What you need to do:
Return, verbatim, each line below that includes the string "water".

Material provided:
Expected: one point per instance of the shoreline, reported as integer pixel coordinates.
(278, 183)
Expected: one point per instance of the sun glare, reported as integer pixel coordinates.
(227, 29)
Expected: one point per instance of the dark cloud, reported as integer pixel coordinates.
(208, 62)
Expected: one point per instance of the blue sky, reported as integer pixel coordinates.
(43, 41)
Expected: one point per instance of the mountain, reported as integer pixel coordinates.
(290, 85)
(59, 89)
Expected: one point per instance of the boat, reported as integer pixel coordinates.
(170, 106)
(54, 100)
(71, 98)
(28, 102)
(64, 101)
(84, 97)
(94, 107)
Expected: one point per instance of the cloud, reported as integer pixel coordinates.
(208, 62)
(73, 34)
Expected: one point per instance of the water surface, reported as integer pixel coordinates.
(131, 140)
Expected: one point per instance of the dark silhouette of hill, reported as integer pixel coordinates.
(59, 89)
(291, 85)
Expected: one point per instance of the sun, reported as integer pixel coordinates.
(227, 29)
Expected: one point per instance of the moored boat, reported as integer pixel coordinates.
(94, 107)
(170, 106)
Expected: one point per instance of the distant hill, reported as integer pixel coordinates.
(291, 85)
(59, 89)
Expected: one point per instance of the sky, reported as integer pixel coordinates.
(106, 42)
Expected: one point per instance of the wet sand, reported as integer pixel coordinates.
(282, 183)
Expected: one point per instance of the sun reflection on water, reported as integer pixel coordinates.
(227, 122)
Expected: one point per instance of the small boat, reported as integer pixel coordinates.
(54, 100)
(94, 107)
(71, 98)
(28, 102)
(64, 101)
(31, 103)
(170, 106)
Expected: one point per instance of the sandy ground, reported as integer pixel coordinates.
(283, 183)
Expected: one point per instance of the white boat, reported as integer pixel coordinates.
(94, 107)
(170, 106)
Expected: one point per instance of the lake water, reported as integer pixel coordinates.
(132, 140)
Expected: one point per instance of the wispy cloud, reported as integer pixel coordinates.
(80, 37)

...

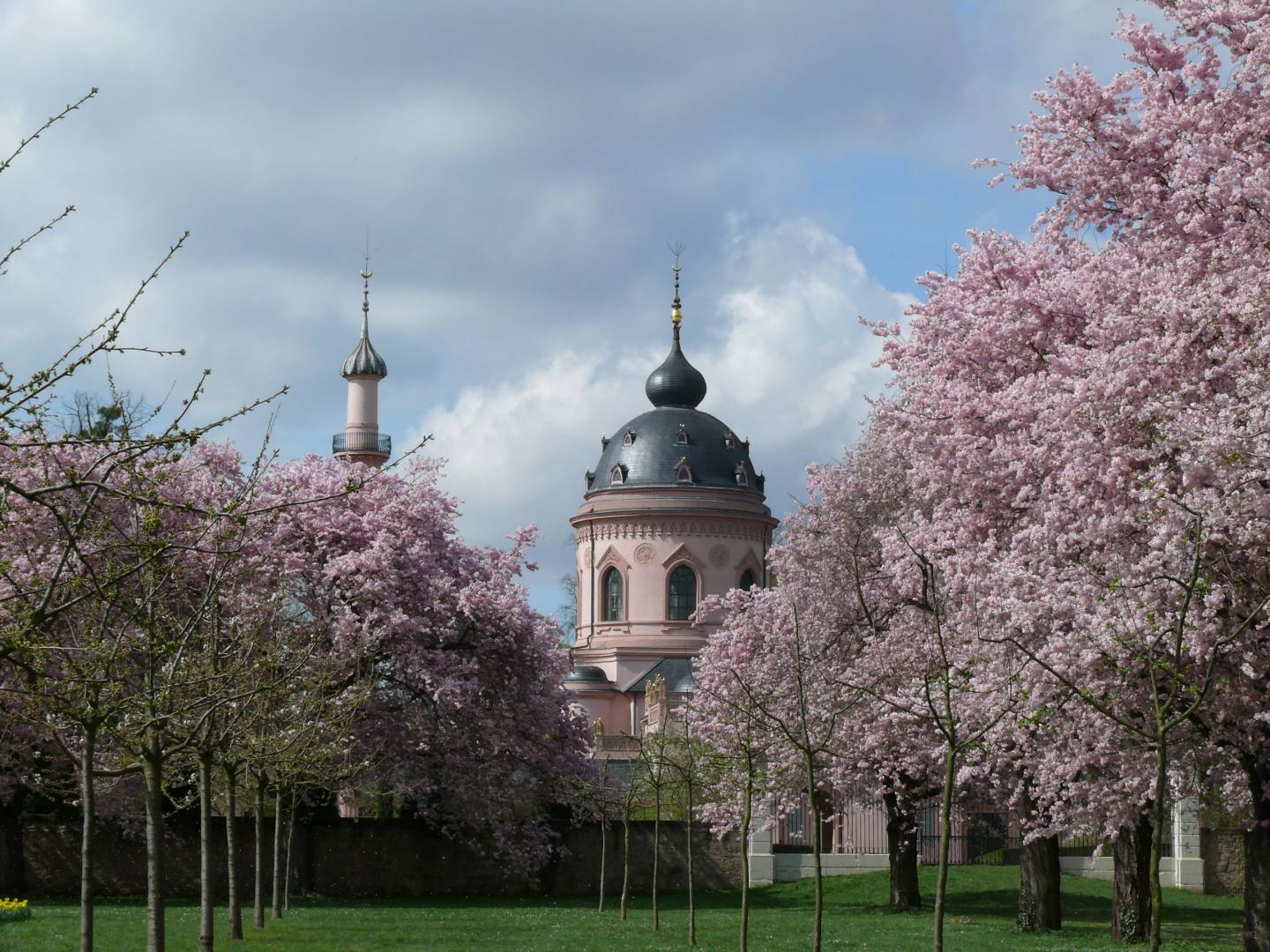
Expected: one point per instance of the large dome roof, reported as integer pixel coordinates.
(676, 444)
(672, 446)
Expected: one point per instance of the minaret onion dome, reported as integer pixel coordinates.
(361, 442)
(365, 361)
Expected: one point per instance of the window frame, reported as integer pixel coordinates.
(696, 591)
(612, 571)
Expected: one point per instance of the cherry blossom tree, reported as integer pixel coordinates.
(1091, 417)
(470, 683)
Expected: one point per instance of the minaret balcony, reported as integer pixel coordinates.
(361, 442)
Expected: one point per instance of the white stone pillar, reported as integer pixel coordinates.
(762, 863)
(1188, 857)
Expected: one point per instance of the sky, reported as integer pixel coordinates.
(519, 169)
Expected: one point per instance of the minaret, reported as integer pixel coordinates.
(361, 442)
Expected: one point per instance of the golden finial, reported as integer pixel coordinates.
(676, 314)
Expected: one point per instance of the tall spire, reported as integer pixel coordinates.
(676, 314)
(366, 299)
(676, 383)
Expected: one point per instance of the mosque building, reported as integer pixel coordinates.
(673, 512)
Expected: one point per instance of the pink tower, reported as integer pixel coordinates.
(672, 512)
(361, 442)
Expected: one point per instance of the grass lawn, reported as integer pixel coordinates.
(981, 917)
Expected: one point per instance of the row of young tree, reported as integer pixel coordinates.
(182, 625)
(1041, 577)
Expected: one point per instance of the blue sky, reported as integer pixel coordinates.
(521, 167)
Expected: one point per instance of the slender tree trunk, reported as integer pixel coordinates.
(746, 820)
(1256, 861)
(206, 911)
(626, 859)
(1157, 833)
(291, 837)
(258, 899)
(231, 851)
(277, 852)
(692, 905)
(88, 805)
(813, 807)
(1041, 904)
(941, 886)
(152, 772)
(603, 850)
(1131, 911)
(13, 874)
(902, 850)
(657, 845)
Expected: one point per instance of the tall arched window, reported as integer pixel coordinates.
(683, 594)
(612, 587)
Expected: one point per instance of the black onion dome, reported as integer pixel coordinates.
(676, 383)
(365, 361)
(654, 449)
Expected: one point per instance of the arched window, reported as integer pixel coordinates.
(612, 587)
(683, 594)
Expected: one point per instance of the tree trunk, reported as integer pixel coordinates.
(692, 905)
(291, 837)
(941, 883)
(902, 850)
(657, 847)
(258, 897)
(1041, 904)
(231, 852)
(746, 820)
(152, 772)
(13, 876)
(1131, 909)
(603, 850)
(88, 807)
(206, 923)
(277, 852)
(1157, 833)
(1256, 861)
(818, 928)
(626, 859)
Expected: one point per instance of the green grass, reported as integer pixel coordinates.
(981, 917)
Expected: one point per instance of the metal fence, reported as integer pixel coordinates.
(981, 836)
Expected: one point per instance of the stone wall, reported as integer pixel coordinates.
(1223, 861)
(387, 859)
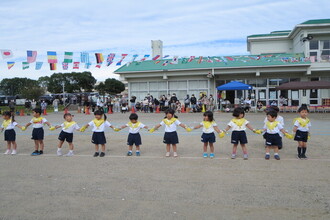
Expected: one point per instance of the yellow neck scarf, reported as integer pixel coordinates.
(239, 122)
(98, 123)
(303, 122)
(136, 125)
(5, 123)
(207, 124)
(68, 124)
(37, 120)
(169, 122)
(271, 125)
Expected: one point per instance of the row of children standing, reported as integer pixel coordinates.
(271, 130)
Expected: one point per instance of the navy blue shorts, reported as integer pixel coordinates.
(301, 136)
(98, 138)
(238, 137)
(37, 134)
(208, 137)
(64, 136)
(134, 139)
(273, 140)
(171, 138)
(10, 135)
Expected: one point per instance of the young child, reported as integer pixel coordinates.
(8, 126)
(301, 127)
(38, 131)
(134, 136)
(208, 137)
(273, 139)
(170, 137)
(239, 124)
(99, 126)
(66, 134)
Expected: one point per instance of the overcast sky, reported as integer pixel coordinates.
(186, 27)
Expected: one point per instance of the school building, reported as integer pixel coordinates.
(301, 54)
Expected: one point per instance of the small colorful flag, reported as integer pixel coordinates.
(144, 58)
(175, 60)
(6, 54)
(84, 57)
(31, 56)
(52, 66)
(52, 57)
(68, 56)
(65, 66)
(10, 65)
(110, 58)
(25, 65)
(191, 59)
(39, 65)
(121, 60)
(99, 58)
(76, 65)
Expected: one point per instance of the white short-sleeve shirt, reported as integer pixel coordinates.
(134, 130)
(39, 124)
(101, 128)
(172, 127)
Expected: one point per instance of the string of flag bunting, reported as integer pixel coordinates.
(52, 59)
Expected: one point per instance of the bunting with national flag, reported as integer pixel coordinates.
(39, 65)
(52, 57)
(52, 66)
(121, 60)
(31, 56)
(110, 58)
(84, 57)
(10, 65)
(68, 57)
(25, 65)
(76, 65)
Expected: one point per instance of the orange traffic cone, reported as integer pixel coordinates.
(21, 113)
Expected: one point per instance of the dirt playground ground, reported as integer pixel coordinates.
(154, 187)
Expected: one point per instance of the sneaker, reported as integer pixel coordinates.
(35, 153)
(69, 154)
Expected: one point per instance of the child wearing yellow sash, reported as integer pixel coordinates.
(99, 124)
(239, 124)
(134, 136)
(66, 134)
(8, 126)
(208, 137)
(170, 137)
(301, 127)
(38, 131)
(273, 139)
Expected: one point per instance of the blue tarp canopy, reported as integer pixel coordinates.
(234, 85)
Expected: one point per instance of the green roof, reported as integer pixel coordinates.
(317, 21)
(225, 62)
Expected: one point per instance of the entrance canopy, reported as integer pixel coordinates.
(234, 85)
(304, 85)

* * *

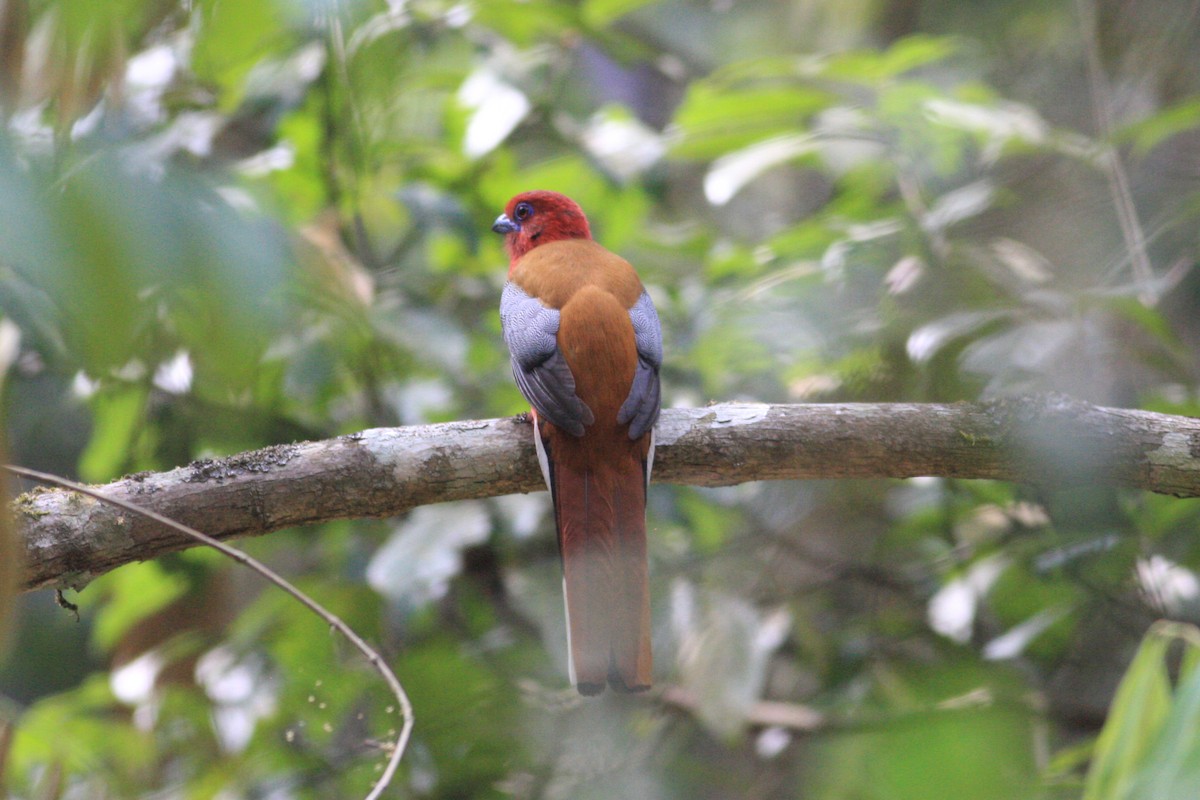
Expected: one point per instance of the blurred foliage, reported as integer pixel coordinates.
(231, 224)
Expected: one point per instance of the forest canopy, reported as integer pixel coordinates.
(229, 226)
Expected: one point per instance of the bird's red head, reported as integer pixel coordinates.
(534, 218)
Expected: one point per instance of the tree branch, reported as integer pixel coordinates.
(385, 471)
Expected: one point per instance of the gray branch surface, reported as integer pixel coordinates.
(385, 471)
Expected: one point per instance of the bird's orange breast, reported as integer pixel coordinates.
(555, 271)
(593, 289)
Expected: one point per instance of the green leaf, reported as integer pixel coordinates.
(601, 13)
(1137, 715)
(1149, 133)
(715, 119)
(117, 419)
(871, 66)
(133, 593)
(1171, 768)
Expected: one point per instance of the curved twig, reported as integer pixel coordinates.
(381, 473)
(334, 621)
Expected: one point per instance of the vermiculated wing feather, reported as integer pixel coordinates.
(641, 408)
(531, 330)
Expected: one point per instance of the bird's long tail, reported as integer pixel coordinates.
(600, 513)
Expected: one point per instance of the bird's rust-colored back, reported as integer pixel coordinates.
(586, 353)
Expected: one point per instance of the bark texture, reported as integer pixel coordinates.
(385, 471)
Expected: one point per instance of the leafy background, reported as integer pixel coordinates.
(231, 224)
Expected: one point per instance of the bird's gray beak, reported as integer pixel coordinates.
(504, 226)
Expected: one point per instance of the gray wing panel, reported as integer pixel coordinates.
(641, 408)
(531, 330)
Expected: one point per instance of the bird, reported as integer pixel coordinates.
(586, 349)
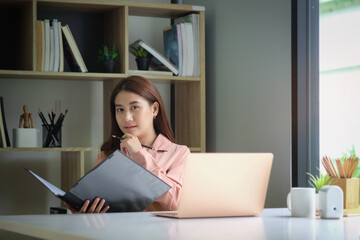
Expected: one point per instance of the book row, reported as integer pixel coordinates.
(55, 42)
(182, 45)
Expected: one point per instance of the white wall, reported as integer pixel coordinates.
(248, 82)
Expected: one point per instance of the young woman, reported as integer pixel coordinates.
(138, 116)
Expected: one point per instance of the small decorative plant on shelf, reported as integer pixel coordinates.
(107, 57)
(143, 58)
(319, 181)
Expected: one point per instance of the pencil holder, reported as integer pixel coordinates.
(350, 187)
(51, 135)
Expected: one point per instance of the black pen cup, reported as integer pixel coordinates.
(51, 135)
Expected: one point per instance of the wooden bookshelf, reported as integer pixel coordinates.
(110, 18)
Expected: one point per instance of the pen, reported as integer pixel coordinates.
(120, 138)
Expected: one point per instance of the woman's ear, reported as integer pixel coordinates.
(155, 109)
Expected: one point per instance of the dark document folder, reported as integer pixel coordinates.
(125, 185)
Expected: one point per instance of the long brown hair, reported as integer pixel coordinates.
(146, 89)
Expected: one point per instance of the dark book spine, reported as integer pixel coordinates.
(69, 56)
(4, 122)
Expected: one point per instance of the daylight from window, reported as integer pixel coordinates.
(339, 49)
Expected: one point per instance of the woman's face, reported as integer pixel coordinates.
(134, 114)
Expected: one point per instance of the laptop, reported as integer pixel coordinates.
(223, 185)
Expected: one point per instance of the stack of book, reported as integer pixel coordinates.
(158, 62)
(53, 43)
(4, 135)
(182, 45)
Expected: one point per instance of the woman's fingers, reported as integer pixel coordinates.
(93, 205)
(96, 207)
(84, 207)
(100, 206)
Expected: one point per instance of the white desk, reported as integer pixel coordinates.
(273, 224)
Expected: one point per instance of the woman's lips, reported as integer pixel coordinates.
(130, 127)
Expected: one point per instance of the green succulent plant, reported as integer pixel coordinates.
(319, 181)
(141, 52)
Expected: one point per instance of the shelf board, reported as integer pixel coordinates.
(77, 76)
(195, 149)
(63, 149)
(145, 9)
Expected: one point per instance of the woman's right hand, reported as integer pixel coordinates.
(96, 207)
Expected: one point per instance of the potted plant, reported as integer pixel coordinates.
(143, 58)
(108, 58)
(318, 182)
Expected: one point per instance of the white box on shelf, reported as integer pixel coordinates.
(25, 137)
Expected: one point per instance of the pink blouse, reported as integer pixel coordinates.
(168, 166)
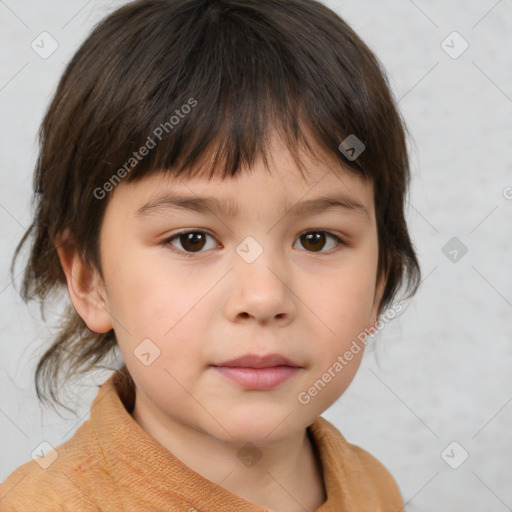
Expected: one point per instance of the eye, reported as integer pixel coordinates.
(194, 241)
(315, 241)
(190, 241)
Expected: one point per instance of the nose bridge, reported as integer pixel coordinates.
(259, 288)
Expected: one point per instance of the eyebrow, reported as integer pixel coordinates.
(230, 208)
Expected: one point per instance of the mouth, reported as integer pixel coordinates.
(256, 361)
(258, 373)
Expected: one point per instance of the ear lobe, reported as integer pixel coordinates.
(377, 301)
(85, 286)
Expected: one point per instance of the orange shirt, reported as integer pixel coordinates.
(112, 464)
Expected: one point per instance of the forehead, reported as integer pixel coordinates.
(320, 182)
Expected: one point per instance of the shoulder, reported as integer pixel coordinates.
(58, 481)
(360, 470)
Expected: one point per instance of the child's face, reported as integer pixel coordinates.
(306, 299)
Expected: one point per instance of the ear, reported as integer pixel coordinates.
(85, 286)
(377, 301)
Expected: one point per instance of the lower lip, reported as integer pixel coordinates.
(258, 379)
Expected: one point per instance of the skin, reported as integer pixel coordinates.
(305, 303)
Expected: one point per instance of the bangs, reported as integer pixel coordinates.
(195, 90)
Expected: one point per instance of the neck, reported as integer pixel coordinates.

Reply:
Expected: one point per instance of the water surface, reported as integer pixel coordinates.
Expected: one point per instance of the sun reflection on water, reported as integer pixel coordinates.
Expected: one point per instance of the lake water, reported as integer pixel coordinates.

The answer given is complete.